↓↓↓
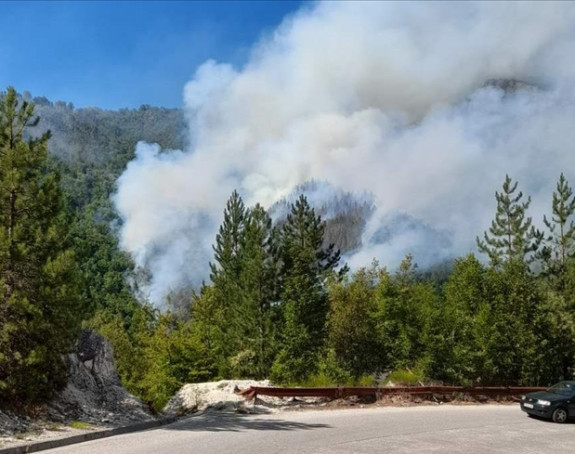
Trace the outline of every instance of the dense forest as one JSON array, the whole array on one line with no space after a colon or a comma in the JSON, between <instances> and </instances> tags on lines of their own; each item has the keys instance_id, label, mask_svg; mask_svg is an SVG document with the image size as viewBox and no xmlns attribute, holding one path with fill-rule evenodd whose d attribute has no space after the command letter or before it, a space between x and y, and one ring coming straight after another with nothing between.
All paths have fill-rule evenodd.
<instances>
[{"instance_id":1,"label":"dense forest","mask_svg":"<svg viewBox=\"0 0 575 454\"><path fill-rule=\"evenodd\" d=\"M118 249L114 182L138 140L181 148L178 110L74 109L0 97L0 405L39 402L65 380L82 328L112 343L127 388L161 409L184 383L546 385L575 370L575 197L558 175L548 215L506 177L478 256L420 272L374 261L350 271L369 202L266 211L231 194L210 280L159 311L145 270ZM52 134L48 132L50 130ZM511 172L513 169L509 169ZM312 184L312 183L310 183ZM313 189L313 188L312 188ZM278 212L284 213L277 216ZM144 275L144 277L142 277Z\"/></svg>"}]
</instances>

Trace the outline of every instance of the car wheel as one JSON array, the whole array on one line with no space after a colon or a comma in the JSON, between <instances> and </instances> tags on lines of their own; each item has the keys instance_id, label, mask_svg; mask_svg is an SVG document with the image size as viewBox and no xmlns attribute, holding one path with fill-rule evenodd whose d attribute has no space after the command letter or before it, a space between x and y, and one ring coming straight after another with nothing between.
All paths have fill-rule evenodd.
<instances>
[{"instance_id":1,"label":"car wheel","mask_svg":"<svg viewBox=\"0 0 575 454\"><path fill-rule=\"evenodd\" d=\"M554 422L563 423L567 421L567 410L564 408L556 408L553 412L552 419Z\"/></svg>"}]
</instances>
↑↑↑
> _Your assignment_
Print exactly the lines between the line with "Trace the outline of every instance of the car" and the final line of the records above, both included.

> _Task output_
Trace the outline of every instance of the car wheel as one JSON array, the whole array on one line with no space after a colon or a comma in the JSON, between <instances> and </instances> tags on lines of their own; each item has the keys instance_id, label, mask_svg; mask_svg is an SVG document with the image size as viewBox and no xmlns attribute, holding one path with fill-rule evenodd whose d attribute has no space after the command letter or before it, a space between x and y, and one ring coming straight after another with nothing between.
All paths have fill-rule evenodd.
<instances>
[{"instance_id":1,"label":"car wheel","mask_svg":"<svg viewBox=\"0 0 575 454\"><path fill-rule=\"evenodd\" d=\"M554 422L563 423L567 421L567 410L564 408L556 408L553 412L552 419Z\"/></svg>"}]
</instances>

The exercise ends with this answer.